**The data**
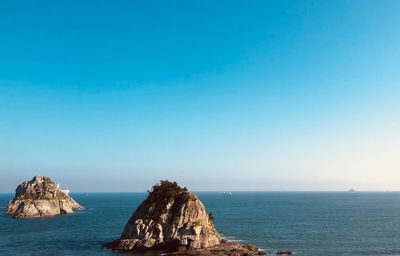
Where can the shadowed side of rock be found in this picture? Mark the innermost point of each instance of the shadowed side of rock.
(172, 220)
(40, 197)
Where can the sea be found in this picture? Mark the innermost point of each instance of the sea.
(307, 223)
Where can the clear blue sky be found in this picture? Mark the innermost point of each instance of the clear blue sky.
(218, 95)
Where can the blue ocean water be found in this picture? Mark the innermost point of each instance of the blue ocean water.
(307, 223)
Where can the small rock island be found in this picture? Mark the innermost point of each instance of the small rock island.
(174, 221)
(40, 197)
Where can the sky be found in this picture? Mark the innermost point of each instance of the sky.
(217, 95)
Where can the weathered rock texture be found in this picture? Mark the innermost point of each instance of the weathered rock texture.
(40, 197)
(173, 220)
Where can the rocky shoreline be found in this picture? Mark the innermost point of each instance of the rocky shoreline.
(40, 197)
(174, 221)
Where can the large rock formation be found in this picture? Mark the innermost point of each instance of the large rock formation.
(172, 220)
(40, 197)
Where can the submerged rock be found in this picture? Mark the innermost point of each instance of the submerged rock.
(175, 221)
(40, 197)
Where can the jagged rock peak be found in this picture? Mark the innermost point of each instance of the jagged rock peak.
(40, 197)
(170, 218)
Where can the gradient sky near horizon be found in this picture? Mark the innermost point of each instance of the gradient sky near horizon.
(218, 95)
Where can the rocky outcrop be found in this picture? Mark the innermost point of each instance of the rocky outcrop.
(40, 197)
(173, 220)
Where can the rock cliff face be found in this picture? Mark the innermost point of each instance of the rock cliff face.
(172, 220)
(40, 197)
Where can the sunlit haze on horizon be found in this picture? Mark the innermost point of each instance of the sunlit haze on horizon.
(217, 95)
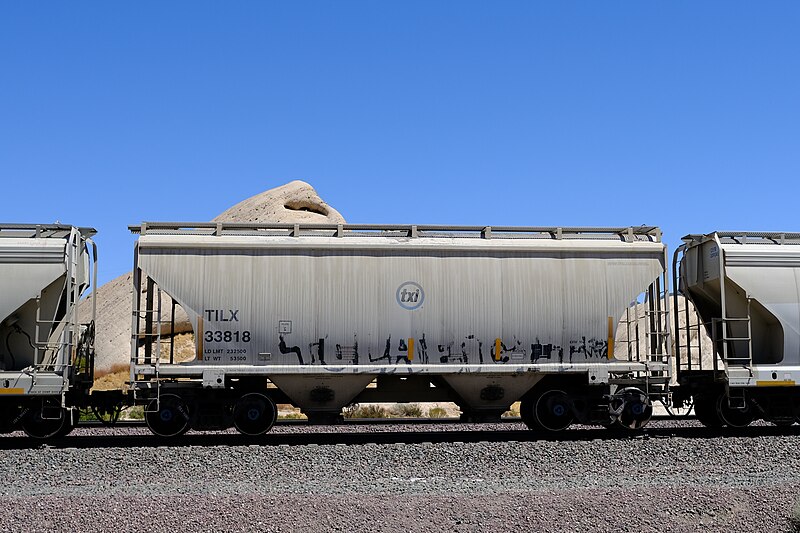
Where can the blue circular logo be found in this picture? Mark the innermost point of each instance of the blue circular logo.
(410, 295)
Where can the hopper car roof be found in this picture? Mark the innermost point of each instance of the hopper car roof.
(57, 231)
(417, 237)
(745, 237)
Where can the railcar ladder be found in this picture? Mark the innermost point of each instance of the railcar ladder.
(152, 335)
(731, 357)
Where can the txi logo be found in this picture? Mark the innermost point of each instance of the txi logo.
(410, 295)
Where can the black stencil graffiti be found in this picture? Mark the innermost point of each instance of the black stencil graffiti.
(348, 353)
(320, 355)
(387, 353)
(579, 349)
(546, 351)
(294, 349)
(449, 356)
(592, 348)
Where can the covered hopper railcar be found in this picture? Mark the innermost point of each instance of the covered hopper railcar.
(46, 353)
(323, 316)
(745, 287)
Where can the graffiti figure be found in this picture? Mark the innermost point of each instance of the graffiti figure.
(543, 351)
(387, 352)
(449, 357)
(499, 358)
(320, 344)
(348, 353)
(589, 348)
(294, 349)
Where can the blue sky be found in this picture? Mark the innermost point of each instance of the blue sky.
(684, 115)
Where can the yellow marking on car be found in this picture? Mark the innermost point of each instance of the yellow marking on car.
(199, 337)
(781, 383)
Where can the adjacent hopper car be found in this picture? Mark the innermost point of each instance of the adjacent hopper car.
(46, 355)
(745, 288)
(572, 322)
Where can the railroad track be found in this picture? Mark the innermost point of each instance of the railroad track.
(323, 438)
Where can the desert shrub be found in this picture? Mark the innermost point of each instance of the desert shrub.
(513, 412)
(366, 411)
(133, 413)
(292, 416)
(437, 412)
(407, 410)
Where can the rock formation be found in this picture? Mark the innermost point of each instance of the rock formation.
(295, 202)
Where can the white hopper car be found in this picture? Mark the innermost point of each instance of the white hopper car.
(324, 316)
(46, 355)
(745, 287)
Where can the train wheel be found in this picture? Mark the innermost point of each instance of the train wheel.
(526, 413)
(254, 414)
(553, 410)
(705, 410)
(637, 409)
(168, 416)
(735, 418)
(46, 422)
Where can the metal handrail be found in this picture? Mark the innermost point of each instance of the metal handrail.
(628, 233)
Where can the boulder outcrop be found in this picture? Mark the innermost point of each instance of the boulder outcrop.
(295, 202)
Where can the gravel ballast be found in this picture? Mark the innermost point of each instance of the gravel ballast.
(723, 483)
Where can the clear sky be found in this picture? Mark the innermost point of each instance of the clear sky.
(684, 115)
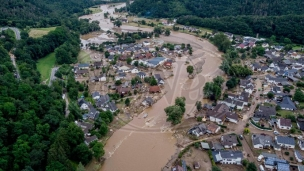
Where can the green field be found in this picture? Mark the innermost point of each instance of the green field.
(95, 9)
(45, 66)
(83, 57)
(39, 32)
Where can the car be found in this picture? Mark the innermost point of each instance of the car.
(260, 157)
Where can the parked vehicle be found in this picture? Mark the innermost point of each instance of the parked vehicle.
(261, 168)
(260, 157)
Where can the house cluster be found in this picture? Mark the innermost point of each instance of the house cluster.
(220, 114)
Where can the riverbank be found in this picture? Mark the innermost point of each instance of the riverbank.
(148, 144)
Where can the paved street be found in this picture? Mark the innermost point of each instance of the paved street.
(52, 77)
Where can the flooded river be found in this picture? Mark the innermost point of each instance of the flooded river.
(147, 144)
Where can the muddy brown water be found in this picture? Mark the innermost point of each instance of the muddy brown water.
(147, 143)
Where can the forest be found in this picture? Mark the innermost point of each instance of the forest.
(280, 17)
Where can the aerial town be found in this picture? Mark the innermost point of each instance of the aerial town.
(129, 91)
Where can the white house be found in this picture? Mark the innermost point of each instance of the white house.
(134, 71)
(298, 156)
(284, 124)
(231, 157)
(146, 43)
(287, 142)
(301, 144)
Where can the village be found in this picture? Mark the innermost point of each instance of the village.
(257, 121)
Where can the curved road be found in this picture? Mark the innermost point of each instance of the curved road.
(18, 37)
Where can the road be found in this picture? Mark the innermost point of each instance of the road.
(13, 58)
(52, 77)
(16, 31)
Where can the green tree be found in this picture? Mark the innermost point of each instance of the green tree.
(117, 23)
(299, 95)
(167, 32)
(215, 168)
(251, 167)
(127, 102)
(198, 105)
(98, 150)
(129, 60)
(190, 69)
(270, 95)
(80, 167)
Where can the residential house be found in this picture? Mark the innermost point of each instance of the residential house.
(265, 112)
(95, 95)
(256, 67)
(212, 128)
(103, 100)
(121, 76)
(215, 146)
(300, 123)
(228, 157)
(298, 156)
(276, 163)
(134, 71)
(154, 89)
(287, 104)
(198, 130)
(84, 105)
(156, 62)
(142, 75)
(89, 139)
(284, 124)
(93, 113)
(229, 141)
(261, 141)
(124, 69)
(122, 90)
(97, 64)
(85, 126)
(159, 79)
(83, 66)
(146, 43)
(286, 142)
(148, 101)
(301, 144)
(111, 106)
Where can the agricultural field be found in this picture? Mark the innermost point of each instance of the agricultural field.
(39, 32)
(45, 66)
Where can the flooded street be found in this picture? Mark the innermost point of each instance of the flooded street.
(147, 144)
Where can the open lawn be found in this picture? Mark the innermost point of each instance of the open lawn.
(45, 66)
(95, 10)
(39, 32)
(83, 57)
(284, 113)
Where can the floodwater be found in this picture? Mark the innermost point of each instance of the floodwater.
(147, 144)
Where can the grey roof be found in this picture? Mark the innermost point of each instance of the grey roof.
(283, 167)
(269, 155)
(262, 139)
(216, 156)
(83, 65)
(285, 140)
(287, 103)
(95, 94)
(265, 112)
(229, 154)
(274, 161)
(300, 167)
(298, 154)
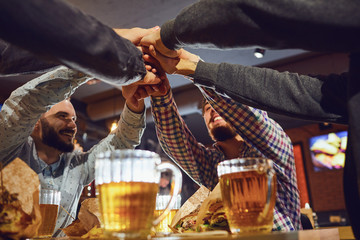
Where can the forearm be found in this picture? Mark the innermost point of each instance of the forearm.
(128, 135)
(180, 145)
(314, 98)
(273, 24)
(14, 60)
(72, 38)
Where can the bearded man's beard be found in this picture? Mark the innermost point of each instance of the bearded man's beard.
(52, 139)
(222, 133)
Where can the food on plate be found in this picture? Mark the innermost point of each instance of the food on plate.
(88, 223)
(329, 153)
(19, 201)
(208, 215)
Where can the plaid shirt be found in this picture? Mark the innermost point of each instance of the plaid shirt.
(263, 138)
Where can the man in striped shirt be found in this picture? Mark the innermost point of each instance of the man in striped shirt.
(238, 131)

**About this exercise**
When you reach the line containing "Where can the man" in the listing, transcribe it and every line after it exactly, through the last line, and add nothing.

**Result below**
Where can the man in striped shirt be found in this picture? Mark the innermost point of each instance of the man in striped shirt.
(238, 131)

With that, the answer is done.